### Given task
Rewrite every row below with "evaluation benchmark" swapped for "test suite" and nothing else changed. Leave out the pictures.

### Material for this exercise
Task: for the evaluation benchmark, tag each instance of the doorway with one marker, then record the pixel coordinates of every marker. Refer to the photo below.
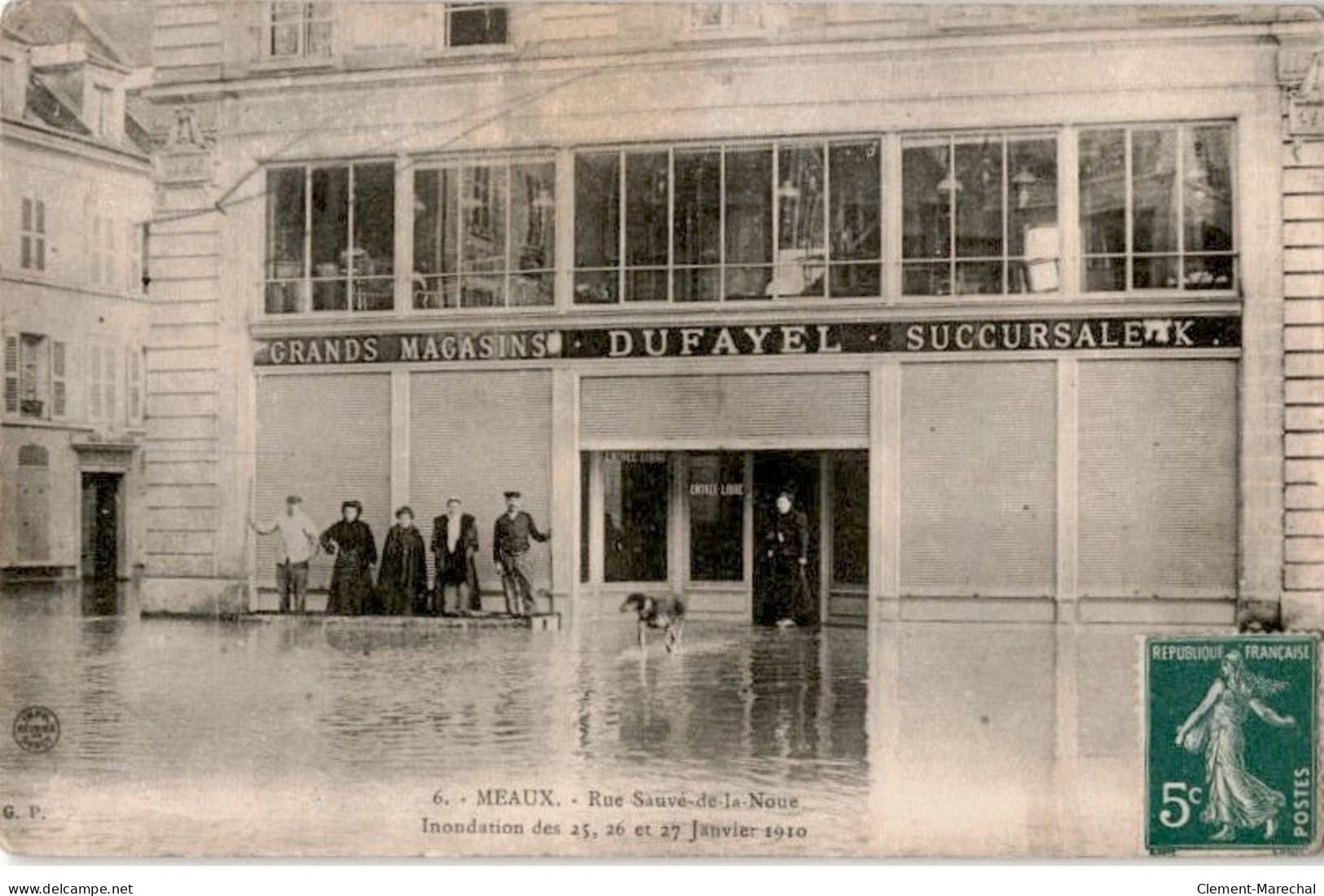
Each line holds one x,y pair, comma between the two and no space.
798,472
101,525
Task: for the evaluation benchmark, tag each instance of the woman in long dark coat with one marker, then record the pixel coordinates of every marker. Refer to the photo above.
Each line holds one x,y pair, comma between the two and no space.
402,578
355,555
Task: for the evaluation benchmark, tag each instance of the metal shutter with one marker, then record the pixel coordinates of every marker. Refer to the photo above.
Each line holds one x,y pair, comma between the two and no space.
979,478
477,436
326,438
1158,478
785,409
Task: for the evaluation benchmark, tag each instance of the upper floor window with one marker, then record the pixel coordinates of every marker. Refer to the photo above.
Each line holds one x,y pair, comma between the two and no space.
1156,208
731,222
298,31
330,239
980,215
485,235
32,235
476,24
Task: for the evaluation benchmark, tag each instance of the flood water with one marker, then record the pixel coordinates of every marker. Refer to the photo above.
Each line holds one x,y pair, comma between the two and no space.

### Solution for this problem
Task: for the test suite, tag each instance of the doorway with one marker, then record the pixel coordinates of every marker. Refer to the photo below.
Each line holds one x,y pair, comma between the two and no space.
798,472
101,525
Task: for the test suite, tag each instance of the woman in long dark coat with one marker, then record the pixel coordinates of every marker. Refer to the photo above.
Each line holds one x,y pair, comma between the two and no space.
402,578
355,555
Task: for the test suite, tag each instance of the metal shutter with one marker, then record the pixel coordinates of every marker. Refer to the photo above.
Each line holds one x,y pair, comma between the two and no space.
979,478
477,436
326,438
1158,478
785,409
Task: for the test suite, tag each instance of the upper floor window with one marker, then record the pixel coordinates of every marker. Refer to the photo above.
Each line holds one x,y pair, comma between the two and no space.
1156,208
731,222
298,31
330,239
980,215
485,235
32,235
476,24
Task: for the test suite, tag each instance of the flood water with one marker, then record the pixel coordinates of every marker. Refer to the photo above.
Each line holds one x,y pair, comma between the two and no space.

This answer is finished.